*Task objective:* Print the lines below exactly, beginning with the one that contains "Target: golden brown crust" and stopping after the last line.

____________

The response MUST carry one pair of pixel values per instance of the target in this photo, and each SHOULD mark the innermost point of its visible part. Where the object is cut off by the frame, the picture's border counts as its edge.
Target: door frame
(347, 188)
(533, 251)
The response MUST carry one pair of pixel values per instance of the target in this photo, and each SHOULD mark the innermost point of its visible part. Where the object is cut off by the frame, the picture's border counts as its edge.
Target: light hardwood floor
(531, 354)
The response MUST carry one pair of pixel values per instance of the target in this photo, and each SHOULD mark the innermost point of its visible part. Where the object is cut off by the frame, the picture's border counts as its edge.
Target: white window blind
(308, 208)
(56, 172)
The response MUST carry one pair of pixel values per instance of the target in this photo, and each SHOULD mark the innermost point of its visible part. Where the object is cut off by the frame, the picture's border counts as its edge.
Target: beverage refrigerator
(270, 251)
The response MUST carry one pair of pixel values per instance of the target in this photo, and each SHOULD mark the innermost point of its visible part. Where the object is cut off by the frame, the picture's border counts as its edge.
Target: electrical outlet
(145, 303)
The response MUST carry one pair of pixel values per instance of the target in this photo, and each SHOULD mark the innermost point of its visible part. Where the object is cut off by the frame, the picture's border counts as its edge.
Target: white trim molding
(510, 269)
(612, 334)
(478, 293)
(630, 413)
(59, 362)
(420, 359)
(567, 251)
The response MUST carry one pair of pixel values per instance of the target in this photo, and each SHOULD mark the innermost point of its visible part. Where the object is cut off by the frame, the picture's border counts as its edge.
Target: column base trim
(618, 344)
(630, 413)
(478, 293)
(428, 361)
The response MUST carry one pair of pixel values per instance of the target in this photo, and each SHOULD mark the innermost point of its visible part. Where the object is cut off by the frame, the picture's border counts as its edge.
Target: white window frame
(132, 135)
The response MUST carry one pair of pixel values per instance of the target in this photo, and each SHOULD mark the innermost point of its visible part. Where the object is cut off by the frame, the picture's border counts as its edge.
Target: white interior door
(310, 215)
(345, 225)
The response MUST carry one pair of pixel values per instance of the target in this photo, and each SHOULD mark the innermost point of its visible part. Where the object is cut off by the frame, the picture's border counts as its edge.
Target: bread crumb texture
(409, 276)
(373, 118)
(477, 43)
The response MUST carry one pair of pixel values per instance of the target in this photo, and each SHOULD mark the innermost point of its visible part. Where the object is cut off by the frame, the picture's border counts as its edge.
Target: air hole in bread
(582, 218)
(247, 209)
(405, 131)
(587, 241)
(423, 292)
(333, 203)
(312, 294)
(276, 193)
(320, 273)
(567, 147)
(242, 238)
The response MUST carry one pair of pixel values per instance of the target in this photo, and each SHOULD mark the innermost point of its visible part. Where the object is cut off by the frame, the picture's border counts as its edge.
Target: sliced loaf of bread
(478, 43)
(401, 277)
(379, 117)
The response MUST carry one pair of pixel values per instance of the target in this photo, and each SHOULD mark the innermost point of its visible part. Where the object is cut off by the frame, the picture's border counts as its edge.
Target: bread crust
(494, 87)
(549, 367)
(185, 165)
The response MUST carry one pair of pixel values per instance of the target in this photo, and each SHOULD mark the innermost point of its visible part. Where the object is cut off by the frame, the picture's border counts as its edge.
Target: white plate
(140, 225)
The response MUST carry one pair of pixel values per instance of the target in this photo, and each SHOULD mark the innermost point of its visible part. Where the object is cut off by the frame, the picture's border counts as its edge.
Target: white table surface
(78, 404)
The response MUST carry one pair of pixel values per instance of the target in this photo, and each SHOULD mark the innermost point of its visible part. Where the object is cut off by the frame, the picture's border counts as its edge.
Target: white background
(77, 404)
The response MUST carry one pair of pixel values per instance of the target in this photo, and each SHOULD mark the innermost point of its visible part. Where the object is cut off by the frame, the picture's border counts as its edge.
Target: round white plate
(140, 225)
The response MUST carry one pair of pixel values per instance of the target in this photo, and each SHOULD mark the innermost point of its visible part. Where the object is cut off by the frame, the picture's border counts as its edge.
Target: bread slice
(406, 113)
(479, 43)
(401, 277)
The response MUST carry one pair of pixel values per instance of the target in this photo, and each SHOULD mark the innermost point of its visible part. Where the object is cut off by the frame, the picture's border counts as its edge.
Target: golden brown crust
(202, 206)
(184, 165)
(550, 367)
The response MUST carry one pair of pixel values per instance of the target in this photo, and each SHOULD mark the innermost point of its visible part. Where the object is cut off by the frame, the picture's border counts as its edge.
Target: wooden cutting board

____________

*Reply to the exercise:*
Target: golden brown crust
(202, 206)
(184, 165)
(550, 367)
The response MUST carry one pair of pixel values per instance of the target in this photo, and each SHOULD mark the innermost point of its visible part. Where the object is cut off by the frame, the picture's border counts as its edge.
Target: wooden cutting board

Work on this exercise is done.